Start
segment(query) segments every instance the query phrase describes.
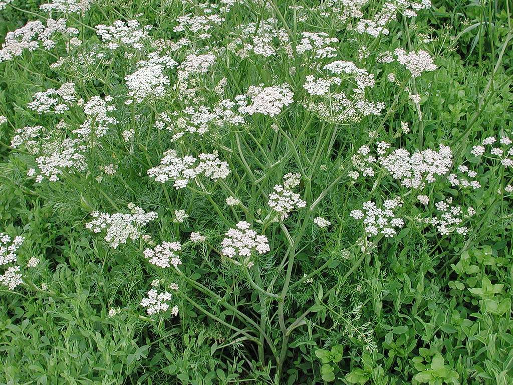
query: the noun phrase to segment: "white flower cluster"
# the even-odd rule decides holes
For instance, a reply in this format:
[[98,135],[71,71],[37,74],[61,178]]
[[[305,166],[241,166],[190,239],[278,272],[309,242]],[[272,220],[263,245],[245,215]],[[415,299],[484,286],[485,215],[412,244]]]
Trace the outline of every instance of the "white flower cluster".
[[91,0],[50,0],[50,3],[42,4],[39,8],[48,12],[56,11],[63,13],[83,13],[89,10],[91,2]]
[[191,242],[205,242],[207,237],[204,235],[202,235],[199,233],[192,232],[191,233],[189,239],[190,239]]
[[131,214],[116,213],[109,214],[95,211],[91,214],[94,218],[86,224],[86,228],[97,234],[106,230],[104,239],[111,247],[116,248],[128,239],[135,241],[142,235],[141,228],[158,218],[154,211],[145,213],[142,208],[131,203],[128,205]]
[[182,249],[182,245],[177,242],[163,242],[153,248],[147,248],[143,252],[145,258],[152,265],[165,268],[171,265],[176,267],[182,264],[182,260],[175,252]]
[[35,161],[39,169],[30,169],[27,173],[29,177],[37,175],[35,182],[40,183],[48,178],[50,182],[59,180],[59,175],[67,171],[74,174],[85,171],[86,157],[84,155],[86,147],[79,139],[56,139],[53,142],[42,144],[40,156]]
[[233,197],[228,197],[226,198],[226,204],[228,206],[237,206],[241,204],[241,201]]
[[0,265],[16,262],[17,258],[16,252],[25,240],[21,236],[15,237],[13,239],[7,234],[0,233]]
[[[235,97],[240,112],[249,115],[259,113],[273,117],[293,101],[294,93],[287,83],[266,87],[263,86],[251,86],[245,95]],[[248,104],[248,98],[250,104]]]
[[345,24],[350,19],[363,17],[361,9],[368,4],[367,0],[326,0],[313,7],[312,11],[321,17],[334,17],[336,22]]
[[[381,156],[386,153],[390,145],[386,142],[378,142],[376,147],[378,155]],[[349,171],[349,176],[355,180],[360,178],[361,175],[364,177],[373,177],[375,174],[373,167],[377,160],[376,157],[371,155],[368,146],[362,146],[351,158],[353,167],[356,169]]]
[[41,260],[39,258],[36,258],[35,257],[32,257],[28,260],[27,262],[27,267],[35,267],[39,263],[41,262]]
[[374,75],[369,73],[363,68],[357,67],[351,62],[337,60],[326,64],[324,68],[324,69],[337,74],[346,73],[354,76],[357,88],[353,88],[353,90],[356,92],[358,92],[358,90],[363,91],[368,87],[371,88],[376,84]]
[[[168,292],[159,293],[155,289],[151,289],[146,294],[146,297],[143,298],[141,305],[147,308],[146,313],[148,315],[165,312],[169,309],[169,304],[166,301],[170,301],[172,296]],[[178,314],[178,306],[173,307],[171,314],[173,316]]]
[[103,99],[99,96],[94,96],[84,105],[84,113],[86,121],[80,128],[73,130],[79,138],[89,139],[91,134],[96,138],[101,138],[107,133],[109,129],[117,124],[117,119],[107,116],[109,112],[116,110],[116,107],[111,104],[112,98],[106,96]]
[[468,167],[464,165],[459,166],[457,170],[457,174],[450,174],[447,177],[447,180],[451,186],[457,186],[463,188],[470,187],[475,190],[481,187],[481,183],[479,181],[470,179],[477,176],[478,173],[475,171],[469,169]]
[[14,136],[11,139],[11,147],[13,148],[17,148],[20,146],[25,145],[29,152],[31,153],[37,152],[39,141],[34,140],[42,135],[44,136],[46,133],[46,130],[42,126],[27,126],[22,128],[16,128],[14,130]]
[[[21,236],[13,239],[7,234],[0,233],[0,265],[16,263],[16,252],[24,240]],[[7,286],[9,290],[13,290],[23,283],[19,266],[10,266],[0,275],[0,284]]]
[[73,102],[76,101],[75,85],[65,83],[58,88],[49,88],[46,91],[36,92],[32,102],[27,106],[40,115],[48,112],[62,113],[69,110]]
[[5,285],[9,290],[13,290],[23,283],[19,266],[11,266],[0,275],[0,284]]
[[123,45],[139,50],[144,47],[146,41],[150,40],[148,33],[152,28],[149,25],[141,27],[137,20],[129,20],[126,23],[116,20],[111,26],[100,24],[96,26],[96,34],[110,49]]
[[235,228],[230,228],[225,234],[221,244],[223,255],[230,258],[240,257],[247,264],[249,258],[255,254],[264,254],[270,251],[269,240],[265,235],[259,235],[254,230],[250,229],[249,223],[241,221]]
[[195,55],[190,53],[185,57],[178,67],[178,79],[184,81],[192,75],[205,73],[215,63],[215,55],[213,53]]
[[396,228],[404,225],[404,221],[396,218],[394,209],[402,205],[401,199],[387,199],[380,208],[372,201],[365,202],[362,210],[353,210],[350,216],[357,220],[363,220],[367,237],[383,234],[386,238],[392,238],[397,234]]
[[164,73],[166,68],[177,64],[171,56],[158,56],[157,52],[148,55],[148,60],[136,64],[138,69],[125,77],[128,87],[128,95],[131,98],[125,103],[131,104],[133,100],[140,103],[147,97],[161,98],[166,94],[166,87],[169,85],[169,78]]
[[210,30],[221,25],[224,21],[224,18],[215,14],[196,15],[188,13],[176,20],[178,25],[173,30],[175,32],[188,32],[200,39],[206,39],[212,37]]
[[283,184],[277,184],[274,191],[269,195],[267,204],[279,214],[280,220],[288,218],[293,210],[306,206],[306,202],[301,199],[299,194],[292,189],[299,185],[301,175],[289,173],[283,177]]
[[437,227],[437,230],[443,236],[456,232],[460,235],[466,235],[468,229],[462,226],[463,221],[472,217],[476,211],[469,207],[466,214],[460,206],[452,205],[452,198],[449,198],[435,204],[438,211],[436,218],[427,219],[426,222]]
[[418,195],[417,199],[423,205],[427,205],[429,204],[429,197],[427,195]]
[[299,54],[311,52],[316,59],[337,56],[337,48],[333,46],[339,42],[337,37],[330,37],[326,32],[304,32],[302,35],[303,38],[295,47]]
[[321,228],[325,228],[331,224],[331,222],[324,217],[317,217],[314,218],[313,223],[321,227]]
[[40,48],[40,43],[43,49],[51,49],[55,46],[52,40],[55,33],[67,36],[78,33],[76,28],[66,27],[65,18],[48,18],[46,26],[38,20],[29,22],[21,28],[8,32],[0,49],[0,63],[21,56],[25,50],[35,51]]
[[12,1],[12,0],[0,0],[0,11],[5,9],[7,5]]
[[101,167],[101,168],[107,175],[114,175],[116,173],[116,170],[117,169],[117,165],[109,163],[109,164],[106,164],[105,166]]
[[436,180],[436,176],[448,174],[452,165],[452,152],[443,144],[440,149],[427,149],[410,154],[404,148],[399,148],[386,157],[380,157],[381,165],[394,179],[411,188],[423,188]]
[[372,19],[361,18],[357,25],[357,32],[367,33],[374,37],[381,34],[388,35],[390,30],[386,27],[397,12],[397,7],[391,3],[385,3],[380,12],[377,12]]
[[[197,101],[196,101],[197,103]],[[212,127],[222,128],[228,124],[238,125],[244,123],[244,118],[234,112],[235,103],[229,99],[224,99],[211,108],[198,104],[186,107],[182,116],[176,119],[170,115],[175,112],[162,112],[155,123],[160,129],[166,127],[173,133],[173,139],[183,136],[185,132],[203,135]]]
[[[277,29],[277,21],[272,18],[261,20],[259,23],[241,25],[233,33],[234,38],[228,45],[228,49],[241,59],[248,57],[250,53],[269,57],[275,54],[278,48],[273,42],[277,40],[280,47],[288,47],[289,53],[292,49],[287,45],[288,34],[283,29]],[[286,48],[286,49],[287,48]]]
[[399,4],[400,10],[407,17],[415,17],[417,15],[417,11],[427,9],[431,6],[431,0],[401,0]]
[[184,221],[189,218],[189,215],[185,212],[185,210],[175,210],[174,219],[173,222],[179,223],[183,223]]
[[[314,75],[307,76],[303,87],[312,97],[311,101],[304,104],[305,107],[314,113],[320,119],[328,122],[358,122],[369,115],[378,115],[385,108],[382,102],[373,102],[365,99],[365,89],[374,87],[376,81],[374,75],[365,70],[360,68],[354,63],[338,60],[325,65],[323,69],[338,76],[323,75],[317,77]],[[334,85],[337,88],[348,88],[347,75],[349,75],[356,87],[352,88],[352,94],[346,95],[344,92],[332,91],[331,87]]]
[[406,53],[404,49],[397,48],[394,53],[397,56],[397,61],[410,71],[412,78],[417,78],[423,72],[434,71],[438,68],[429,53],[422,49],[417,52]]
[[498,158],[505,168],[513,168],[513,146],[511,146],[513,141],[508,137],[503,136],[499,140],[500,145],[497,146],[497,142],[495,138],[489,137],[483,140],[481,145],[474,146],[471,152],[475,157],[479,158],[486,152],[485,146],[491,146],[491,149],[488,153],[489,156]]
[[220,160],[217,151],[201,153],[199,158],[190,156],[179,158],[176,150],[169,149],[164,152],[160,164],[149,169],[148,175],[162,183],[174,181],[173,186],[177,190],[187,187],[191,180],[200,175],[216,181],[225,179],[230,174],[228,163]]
End
Start
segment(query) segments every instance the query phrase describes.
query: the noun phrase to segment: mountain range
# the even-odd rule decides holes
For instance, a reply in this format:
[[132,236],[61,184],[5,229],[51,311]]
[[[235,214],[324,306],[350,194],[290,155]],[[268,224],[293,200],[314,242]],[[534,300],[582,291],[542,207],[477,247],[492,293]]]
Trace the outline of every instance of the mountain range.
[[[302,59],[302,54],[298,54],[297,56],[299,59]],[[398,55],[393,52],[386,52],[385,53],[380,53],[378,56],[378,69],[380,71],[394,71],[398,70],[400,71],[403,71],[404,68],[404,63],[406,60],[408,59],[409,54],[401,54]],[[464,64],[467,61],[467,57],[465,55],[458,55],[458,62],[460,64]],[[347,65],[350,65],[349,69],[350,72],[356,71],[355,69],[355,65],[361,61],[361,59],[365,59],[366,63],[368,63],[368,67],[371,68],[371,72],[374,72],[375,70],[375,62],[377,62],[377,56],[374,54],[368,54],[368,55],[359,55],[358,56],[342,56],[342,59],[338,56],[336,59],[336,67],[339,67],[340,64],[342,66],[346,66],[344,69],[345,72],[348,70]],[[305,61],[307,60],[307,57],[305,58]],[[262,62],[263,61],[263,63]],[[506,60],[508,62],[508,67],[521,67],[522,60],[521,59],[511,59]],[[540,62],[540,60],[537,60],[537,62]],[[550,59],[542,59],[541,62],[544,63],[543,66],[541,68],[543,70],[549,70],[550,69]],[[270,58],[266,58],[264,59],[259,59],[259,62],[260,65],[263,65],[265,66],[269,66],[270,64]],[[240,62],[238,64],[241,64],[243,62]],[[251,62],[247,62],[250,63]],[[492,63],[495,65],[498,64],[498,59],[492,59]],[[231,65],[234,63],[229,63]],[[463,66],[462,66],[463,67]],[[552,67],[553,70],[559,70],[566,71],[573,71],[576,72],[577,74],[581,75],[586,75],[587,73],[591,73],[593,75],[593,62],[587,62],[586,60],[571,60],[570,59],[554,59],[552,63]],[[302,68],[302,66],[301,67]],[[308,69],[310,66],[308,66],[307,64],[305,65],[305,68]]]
End
AIM
Report each line of the records that contains the string "query", and copy every such line in full. Matching is case-sensitive.

EXERCISE RESULT
segment(query) segments every instance the query phrase describes.
query: the noun phrase to segment: "white flower cluster"
segment(query) segments every instance the query phrase describes.
query: the noun phrase to segment: mountain range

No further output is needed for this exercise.